Problem maximized!

Let us define new variables $X=x+1,Y=y+1,Z=z+1$ to restate the problem as: Find the maximum value of $(XYZ-11)$ when $X+Y+Z=13$ . Using A.M.-G.M. inequality, it works out to $(\frac{13}{3})^3-11=\frac{1900}{27}$ valid for positive values of the variables. Hence answer 1927.

We can solve the problem by breaking the expression into two parts $xyz$ and $xy+yz+zx$ and applying AM-GM inequality . Note that AM-GM inequality only applies if $x,y,z >0$ , which is shown to be the case later.

$\begin{aligned} x+y+z & \ge 3\sqrt[3]{xyz} \\ \implies xyz & \le \left(\frac {x+y+z}3\right)^3 = \frac {1000}{27} \end{aligned}$

Equality occurs when $x=y=z = \frac {10}3 > 0$ .

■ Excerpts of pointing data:
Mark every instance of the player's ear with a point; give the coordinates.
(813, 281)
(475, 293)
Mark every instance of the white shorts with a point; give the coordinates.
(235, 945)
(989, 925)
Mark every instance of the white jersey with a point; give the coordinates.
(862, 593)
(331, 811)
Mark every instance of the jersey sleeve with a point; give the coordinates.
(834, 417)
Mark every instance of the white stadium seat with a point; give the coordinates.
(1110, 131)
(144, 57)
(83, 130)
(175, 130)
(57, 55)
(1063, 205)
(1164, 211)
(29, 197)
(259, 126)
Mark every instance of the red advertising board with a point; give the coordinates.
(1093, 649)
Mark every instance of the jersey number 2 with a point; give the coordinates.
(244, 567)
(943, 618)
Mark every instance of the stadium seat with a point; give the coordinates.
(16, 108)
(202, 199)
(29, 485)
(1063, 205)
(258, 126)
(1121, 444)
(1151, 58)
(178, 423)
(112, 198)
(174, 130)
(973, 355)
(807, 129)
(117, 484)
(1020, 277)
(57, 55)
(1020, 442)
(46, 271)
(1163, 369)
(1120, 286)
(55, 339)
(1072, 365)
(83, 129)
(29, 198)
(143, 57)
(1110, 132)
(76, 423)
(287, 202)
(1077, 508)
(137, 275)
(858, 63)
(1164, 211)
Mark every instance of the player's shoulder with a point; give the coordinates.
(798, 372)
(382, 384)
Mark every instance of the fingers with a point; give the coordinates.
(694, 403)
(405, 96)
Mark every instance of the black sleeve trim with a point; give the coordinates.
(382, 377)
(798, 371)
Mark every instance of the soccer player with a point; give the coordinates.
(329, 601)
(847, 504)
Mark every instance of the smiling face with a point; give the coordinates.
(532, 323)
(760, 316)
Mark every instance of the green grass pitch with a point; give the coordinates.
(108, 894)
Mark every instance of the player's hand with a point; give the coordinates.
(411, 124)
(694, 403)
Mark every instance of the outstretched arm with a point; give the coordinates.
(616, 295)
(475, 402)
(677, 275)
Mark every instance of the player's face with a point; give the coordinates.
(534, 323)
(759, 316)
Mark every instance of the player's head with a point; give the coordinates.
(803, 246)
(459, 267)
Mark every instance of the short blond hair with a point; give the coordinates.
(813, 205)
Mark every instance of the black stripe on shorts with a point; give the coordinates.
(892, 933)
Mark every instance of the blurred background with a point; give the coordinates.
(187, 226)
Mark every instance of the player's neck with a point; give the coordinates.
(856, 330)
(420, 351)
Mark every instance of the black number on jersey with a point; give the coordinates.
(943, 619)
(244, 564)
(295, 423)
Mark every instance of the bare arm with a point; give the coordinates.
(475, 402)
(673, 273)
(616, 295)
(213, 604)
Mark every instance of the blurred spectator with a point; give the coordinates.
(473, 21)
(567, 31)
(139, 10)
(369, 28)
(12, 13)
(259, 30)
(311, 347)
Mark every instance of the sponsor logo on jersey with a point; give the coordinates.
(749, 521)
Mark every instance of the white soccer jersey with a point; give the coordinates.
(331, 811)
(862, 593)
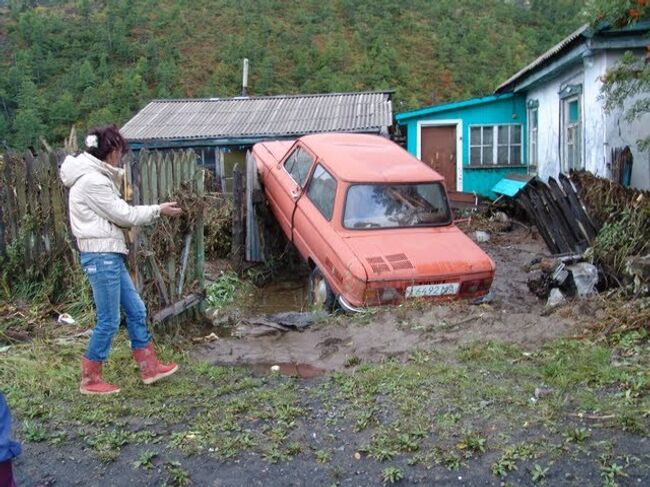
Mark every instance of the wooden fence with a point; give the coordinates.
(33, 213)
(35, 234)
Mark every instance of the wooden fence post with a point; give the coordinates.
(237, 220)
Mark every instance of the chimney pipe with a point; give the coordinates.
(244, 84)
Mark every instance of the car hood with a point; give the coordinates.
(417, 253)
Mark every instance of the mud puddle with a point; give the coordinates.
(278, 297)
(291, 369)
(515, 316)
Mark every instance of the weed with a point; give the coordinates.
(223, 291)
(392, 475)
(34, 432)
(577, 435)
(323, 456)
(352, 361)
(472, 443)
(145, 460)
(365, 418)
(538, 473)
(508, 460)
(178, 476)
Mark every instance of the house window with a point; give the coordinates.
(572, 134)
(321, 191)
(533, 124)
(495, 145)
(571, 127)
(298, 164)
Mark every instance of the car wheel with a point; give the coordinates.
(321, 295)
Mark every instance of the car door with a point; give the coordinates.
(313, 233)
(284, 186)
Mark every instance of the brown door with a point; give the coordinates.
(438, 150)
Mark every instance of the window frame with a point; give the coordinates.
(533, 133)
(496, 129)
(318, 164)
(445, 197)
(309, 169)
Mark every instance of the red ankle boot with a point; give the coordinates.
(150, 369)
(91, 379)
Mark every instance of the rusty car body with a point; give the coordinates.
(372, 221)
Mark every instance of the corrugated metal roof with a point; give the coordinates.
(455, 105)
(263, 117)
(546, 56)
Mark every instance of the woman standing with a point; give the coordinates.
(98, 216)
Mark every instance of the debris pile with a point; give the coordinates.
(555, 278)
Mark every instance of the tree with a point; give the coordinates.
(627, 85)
==
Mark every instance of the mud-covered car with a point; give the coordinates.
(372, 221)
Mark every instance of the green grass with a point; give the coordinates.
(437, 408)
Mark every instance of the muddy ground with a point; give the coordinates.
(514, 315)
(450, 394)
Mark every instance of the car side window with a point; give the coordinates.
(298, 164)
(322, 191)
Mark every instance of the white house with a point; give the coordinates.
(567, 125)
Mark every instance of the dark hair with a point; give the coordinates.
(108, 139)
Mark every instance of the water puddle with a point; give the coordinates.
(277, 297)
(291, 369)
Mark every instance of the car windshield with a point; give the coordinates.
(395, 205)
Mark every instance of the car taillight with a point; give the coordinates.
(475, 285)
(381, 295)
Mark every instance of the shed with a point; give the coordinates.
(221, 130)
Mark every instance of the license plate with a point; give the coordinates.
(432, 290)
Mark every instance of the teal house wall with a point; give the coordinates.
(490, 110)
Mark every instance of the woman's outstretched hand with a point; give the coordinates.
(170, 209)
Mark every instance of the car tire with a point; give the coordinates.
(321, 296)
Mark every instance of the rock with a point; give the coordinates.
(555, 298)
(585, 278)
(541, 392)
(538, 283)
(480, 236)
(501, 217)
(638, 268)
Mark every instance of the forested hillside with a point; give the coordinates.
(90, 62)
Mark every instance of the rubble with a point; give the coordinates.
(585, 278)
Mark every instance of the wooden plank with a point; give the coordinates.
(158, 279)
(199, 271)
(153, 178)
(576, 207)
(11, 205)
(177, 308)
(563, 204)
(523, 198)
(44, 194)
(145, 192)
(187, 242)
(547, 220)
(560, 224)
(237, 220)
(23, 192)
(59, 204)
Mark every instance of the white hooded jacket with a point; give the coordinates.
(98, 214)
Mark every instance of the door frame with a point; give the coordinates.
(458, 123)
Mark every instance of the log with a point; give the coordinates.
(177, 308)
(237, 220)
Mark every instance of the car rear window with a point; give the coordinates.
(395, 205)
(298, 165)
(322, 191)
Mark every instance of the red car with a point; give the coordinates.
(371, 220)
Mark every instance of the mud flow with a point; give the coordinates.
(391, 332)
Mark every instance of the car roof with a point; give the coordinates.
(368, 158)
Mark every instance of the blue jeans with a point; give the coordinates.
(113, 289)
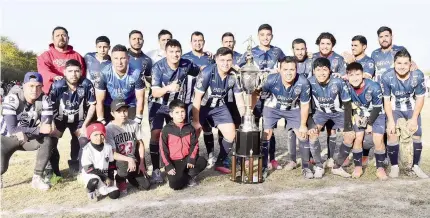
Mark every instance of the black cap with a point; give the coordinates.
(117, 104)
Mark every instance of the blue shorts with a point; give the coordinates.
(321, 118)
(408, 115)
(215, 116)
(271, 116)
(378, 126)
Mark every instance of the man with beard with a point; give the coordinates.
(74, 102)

■ WHAT TO WORK ON: Write what comes next in the maximization solution, starting after its last sentence.

■ EXERCISE OUTPUT:
$\begin{aligned} xy+yz+zx & \le \left(\frac {x+y}2\right)^2 + \left(\frac {y+z}2\right)^2 + \left(\frac {z+x}2\right)^2 \\ & \le \frac 14 \left(x^2+2xy+y^2 + y^2+2yz+z^2 + z^2+2zx+x^2 \right) \\ & \le \frac 12 \left(x^2 + y^2 + z^2 + xy+yz+zx \right) \\ \implies \color{#D61F06}{\frac 32} (xy+yz+zx) & \le \frac 12 \left(x^2 + y^2 + z^2 + \color{#D61F06}{2}(xy+yz+zx) \right) \\ & \le \frac 12 (x+y+z)^2 = 50 \\ \implies xy+yz+zx & \le \frac 23 \cdot 50 = \frac {100}3 \end{aligned}$

Equality again occurs when $x=y=z = \frac {10}3$ . Therefore,

$\implies xyz + xy + yz + zx \le \dfrac {1000}{27} + \dfrac {100}3 = \dfrac {1900}{27}$

$\implies A+Y = 1900 + 27 = \boxed{1927}$

Due to this problem is a calculus problem and the other solutions are algebraic solutions, I'll give a calculus solution

Relevant wiki: Lagrange multipliers

Let $L(x,y,z) = xyz + xy + yz + zx + \lambda(x + y + z - 10) \Rightarrow$ $\dfrac{d}{dx} L(x,y,z) = yz + y + z + \lambda = 0$ $\dfrac{d}{dy} L(x,y,z) = xz + x + z + \lambda = 0$ $\dfrac{d}{dz} L(x,y,z) = yx + y + x + \lambda = 0.$ Substituing $\lambda$ in the previous equations, we get $yz + y + z = xz + x + z = yx + y + x$ $\Rightarrow x = y = z$ and substituing in $x + y + z = 10$ we get $x = y = z = \frac{10}{3}$ .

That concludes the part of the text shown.